WRITTEN INSTRUCTION:
Rewrite the records below so that every "innermost point" becomes "most central point", with nothing else changed.

+++++

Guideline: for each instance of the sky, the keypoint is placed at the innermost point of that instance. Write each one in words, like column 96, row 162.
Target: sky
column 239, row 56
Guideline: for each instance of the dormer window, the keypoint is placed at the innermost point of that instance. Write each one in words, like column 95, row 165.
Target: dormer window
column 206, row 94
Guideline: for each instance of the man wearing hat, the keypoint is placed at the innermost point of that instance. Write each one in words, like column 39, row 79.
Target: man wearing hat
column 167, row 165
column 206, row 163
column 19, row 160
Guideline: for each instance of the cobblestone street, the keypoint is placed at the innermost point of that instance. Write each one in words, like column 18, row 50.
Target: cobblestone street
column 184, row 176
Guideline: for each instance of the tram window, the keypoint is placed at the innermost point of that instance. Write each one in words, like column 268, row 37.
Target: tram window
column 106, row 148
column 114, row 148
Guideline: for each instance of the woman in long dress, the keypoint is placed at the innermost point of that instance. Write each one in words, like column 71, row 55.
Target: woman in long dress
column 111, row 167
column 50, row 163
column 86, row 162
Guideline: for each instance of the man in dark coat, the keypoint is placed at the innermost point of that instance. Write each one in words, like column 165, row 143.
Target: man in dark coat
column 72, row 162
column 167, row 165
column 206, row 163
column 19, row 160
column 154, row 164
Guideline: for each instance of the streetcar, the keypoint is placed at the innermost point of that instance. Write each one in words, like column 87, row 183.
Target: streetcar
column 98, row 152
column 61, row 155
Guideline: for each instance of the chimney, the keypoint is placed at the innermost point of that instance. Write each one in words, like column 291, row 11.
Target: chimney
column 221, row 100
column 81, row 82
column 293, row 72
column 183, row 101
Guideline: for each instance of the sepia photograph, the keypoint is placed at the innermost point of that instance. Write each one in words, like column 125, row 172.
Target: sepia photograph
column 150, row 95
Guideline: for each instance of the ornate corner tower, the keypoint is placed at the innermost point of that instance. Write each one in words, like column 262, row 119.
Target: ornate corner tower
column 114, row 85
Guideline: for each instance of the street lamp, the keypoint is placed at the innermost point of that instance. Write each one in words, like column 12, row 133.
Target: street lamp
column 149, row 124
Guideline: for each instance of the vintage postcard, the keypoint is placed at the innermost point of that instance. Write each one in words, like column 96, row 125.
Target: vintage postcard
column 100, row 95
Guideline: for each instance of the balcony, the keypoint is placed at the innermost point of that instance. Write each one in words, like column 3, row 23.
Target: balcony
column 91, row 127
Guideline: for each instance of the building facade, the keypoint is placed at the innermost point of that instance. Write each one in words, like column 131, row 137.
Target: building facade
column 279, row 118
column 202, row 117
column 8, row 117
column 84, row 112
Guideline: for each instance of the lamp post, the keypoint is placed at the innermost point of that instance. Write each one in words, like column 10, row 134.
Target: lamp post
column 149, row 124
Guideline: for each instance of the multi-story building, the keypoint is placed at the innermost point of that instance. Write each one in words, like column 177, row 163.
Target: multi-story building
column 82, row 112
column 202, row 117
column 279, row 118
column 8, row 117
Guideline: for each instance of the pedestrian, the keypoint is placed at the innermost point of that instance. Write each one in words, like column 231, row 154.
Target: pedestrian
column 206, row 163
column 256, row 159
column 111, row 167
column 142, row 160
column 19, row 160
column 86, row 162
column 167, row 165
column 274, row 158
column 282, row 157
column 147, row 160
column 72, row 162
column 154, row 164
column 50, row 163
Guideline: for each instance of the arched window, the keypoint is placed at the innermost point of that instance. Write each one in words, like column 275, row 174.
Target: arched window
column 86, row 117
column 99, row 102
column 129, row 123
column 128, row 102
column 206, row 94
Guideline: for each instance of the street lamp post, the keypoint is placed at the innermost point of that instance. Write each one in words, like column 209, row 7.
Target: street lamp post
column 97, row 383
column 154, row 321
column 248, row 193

+++++

TASK RESULT:
Guideline: for each instance of the sky, the keypoint is placed at the most central point of that instance. Write each one in words, like column 96, row 162.
Target: sky
column 239, row 56
Guideline: for each instance of the dormer window, the keypoint is placed at the most central point of that instance. Write each one in words, like column 95, row 165.
Target: dormer window
column 206, row 94
Guideline: for each instance of the man wearing hat, the keypoint is placed at the most central point of that instance. Write each one in words, like column 39, row 79.
Target: man wearing hat
column 167, row 165
column 206, row 163
column 19, row 160
Guideline: for each instance of the cobblestone street, the keypoint is placed at the most central point of that instance. Write each one in words, like column 18, row 50.
Target: cobblestone street
column 184, row 176
Guideline: for each instance of the tram window, the keypoint is placed at the most central point of that instance. Write each one in words, like column 268, row 37.
Target: tram window
column 106, row 148
column 114, row 148
Guideline: for each instance of the woman in long dress, the keypoint is placed at the most central point of that instance. Write each one in words, like column 71, row 55.
Target: woman in long dress
column 111, row 167
column 50, row 163
column 86, row 162
Guideline: for each instance of the man in dark coat, the keypoint is placed at the most central point of that instance. Write each one in words, like column 165, row 143.
Target: man in dark coat
column 72, row 162
column 167, row 165
column 206, row 163
column 19, row 160
column 154, row 164
Guideline: for each instance of the streetcar, the keypoint is placed at the most central point of that instance. Write each one in words, like column 87, row 183.
Target: streetcar
column 98, row 152
column 61, row 155
Guideline: for each instance of the chimney, the keypoint is placed at the most central point of that instance. Write each one in words, like column 291, row 11.
Target: chimney
column 221, row 100
column 81, row 82
column 293, row 72
column 183, row 101
Guideline: for each instance of the sepia photograph, the keypoint is placed at the most central point of that instance. Write each one in words, like column 125, row 172.
Target: sepia photograph
column 150, row 95
Guideline: for each instance of the ornate corner tower, the keypoint is placed at the most central point of that instance. Write each one in words, like column 262, row 119.
Target: ornate corner tower
column 114, row 85
Guideline: for each instance of the street lamp, the keypoint is placed at the most central point of that instance. Write each one in words, like column 12, row 133.
Target: street lamp
column 149, row 124
Guideline: for each instance of the vintage postcard, the keypoint is placed at the most central point of that instance. Write each one in words, like column 96, row 125.
Target: vintage postcard
column 100, row 95
Guideline: for each instance of the balcony, the keypoint is placed at the most central point of that instance. Write each one in words, like column 3, row 23.
Target: balcony
column 91, row 127
Guideline: for each instance of the building facade, the keypoint is placed at the most central point of that instance. Write each one in words, like column 131, row 137.
Target: building facade
column 279, row 118
column 202, row 117
column 8, row 117
column 84, row 112
Guideline: for each instance of the lamp post, the keypoint is placed at the most central point of that instance. Write each one in words, like column 10, row 134.
Target: lamp post
column 149, row 124
Guideline: for each instance of the multi-story building, the keypoint is placed at the most central point of that instance. Write each one in words, like column 177, row 163.
Target: multi-story building
column 82, row 112
column 202, row 117
column 279, row 118
column 8, row 117
Guideline: for each instance of the pedestrian, the keypoint is placed at the most central point of that instance. Write each one in words, like column 231, row 154.
Target: pedestrian
column 206, row 163
column 256, row 159
column 111, row 167
column 142, row 160
column 19, row 160
column 86, row 162
column 167, row 165
column 274, row 158
column 282, row 157
column 147, row 160
column 72, row 162
column 154, row 164
column 50, row 163
Guideline: for each instance of the arched window, the keypoint is placed at the most central point of that instance. Write each one in words, like column 275, row 174.
Target: arched window
column 86, row 117
column 99, row 102
column 129, row 123
column 128, row 102
column 206, row 94
Guideline: for each instance of the street lamp post, the keypoint is placed at the most central point of that instance. Write each one in words, like column 209, row 7.
Target: street lamp post
column 97, row 383
column 154, row 321
column 248, row 193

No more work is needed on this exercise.